### Extrait source
══════════════════════════════

Si des circonstances indépendantes de la volonté de M. Dodds rendent impossible ou raisonnablement irréalisable le retrait du navire « Farley Mowatt » du terminal portuaire de Shelburne dans les 15 jours suivant la date de la présente ordonnance, il pourra présenter une requête, avec preuve à l’appui, pour faire modifier la présente ordonnance;

[19]  Dans un avis de requête déposé le 21 janvier 2016, qui devait être jugé sur dossier aux termes des Règles, la demanderesse a sollicité une ordonnance obligeant le défendeur Tracy Dodds à expliquer pourquoi il ne devrait pas être reconnu coupable d’outrage au tribunal concernant l’ordonnance rendue le 31 décembre 2015, laquelle exigeait le retrait du navire défendeur dans les 15 jours suivant la date de cette ordonnance.

══════════════════════════════

(Lignes du jeu de données)

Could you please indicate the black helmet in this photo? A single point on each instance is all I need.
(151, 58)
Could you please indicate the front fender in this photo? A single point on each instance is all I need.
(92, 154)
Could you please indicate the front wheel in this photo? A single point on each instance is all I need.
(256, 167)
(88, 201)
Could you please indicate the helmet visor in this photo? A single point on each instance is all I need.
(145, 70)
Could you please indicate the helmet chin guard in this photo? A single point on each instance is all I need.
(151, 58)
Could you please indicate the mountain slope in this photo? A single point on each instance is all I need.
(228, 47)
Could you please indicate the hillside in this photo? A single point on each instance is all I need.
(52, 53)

══════════════════════════════

### Consignes écrites
1 – Répondez à ces questions sur l'extrait :
(a) Quel est le nom du navire dont il est question ?
(b) À quelle date l'avis de requête a-t-il été déposé ?
(c) À quelle date a été rendue l'ordonnance exigeant le retrait du navire défendeur ?
2 – Reprenez sous forme de CSV à deux colonnes, enonce et resultat, la partie de la liste qui va de la ligne contenant « Could you please indicate the mountain » jusqu'à la fin de la liste, les deux bornes comprises. Prévoyez une ligne CSV par paire enonce/resultat, chaque champ entre guillemets, les sauts de ligne étant remplacés par des espaces.
L'extrait et la liste ne viennent pas de la même source.

### Réponses attendues
1 –
(a) « Farley Mowatt »
(b) Le 21 janvier 2016
(c) Le 31 décembre 2015

2 –
enonce,resultat
"Could you please indicate the mountain slope in this photo? A single point on each instance is all I need.","(228, 47)"
"Could you please indicate the hillside in this photo? A single point on each instance is all I need.","(52, 53)"